Top of Provided passage

A law firm legitimately switched its client from legal aid to a conditional fee agreement (CFA) even though a notice of discontinuation was not served on the Legal Services Commission (LSC), a costs judge has ruled.
Master Rowley also said that where it is clear that public funding will not cover the entirety of a case, a decision to change to another option “must be a reasonable step to take”.
Hyde v Milton Keynes Hospital NHS Foundation Trust  EWHC B17 (Costs) was a clinical negligence case where liability was agreed but a dispute over quantum continued for a further 18 months, during which time the LSC refused to increase the funding limitation on the claimant’s certificate. As a result, the claimant and her solicitors, Ashton KCJ, entered into a CFA and took out after-the-event insurance.
The solicitors did not apply to discharge the certificate. They did serve an N251 on the defendant, however.
The defendant argued that this failure meant the claimant could not recover the costs generated under the CFA, but Master Rowley disagreed. This was not, he found, a ‘topping-up’ case where the legally aided party’s solicitor seeks to recover more money than he is entitled from the public purse, while a solicitor should not be expected to act knowing that, if unsuccessful, all future work would be irrecoverable as against either the defendant or the LSC.
He continued: “Where a party has exhausted the costs that can be claimed under a certificate so that it is ‘spent’, they can in principle establish a discharge by conduct in the same manner as certificates in which all of the work up to a limitation of scope has been carried out. The effect of that discharge is to end the services funded by the LSC and enable a private retainer to fund the remainder of the proceedings.

Bottom of Provided passage
Top of Entries supplied

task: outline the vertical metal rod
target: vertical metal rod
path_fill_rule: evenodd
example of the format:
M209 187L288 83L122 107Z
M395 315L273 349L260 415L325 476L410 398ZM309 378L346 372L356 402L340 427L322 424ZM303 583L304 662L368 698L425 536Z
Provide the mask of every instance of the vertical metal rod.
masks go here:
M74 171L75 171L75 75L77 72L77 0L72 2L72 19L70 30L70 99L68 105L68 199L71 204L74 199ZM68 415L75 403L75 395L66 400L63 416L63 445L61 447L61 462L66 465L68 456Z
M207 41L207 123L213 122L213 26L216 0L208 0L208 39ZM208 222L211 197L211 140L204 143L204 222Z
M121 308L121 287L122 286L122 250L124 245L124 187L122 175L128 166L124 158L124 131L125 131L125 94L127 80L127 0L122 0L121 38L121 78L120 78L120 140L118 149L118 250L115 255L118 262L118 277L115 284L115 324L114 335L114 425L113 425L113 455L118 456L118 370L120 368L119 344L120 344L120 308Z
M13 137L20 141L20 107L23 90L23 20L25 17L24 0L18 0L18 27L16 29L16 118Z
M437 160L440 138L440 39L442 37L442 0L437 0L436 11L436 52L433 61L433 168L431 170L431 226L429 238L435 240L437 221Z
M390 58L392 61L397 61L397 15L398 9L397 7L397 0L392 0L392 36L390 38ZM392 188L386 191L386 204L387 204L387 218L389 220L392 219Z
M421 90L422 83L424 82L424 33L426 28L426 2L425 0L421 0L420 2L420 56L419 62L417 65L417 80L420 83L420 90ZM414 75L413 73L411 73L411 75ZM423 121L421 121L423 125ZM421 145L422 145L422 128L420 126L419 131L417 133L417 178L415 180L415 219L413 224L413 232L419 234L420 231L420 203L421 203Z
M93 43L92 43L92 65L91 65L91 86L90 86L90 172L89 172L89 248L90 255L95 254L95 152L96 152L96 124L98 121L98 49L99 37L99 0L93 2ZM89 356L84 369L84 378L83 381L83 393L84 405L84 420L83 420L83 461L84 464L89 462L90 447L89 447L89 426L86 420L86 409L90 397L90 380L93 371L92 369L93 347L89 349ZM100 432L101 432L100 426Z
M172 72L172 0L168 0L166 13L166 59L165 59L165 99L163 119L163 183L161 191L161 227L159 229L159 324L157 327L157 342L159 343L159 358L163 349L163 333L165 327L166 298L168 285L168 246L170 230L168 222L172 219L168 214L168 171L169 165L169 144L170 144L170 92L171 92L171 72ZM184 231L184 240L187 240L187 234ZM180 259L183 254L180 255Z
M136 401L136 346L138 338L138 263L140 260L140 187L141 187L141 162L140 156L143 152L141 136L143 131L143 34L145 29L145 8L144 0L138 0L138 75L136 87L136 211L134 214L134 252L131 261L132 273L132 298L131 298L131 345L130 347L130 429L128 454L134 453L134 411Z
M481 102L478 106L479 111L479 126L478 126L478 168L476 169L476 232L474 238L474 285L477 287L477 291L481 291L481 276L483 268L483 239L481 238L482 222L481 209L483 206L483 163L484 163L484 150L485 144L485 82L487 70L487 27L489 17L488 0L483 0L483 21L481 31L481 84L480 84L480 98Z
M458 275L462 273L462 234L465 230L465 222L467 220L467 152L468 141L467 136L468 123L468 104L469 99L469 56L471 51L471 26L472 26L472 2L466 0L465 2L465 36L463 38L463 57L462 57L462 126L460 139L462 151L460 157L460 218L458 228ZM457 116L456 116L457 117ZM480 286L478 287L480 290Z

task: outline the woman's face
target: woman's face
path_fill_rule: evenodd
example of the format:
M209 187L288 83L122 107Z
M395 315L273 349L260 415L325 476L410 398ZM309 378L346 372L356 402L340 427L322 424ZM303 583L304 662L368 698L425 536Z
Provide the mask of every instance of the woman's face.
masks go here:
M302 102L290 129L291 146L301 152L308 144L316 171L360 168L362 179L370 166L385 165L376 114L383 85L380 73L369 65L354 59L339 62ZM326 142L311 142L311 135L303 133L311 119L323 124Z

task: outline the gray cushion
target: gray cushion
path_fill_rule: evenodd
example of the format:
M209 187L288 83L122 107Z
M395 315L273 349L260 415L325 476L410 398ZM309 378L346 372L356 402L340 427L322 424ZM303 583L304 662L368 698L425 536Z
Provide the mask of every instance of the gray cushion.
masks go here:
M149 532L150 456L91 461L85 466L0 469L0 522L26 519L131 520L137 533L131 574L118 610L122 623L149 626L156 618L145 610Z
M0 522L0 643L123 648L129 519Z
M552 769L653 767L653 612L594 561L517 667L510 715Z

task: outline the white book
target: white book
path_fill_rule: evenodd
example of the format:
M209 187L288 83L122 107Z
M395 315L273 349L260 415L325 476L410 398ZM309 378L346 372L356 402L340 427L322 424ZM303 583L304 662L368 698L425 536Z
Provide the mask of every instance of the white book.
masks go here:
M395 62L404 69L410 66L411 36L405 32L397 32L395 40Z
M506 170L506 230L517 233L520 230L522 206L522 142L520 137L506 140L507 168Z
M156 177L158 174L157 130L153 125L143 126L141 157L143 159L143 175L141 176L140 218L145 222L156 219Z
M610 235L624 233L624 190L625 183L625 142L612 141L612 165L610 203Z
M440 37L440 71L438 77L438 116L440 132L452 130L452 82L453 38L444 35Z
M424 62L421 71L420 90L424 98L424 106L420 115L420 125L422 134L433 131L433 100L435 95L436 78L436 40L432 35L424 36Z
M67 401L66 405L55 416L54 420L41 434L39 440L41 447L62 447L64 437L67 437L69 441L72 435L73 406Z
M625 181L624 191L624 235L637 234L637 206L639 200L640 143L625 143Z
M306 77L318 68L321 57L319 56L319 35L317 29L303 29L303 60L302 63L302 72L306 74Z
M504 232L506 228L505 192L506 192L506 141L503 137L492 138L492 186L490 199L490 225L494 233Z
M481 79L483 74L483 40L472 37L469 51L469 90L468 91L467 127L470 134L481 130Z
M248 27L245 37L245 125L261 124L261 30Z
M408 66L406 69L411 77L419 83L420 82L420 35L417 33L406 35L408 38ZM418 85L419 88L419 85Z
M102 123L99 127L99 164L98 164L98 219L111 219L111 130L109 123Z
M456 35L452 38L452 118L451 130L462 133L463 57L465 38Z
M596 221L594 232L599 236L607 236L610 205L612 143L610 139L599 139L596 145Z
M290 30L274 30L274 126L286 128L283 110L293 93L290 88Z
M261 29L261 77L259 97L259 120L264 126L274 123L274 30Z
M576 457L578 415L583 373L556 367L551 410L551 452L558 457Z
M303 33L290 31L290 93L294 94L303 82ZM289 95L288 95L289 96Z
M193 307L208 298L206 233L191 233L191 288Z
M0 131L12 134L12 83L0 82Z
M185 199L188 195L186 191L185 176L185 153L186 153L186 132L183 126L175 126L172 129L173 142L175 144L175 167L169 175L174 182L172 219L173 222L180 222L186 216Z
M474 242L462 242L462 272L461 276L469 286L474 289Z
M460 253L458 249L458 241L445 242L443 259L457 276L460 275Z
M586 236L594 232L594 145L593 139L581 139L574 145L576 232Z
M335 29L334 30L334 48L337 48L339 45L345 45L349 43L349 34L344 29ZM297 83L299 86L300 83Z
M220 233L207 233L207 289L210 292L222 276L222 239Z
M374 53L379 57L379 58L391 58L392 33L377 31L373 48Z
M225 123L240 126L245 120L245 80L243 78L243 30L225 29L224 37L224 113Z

Bottom of Entries supplied

Write the next part of the report on the costs ruling about moving a client from legal aid to a conditional fee agreement, starting after its final sentence.

“The notification of the new funding arrangement in form N251 satisfies the need for formality in notifying the opponent of the ending of costs protection. Mr Mallalieu [for the claimant] sought to persuade me that notification was not necessary in any event but I take the view that it was required to deal with the costs protection aspect.”
He moved on to decide that it was reasonable to move on to the CFA. “It is no doubt the case that claims are often successfully concluded in a way which renders the overspend as against the certificate irrelevant.
“But I do not think this means that a claimant and her solicitor who keep an eye on the costs being incurred and so are aware of the limitation problem should be obliged to continue to use the certificate come what may. Parties are encouraged to consider their legal spend prospectively and, where it is clear that the available public funding is going to be insufficient, a decision to change to another option must be a reasonable step to take.”
Though the case straddled implementation of the Legal Aid, Sentencing and Punishment of Offenders Act 2012, Master Rowley found that the reform were not a feature of the solicitors’ decision. However, it was relevant in the other recently reported ruling of his on a solicitor who moved her client to a CFA.
Litigation Futures understands that Hyde is being appealed.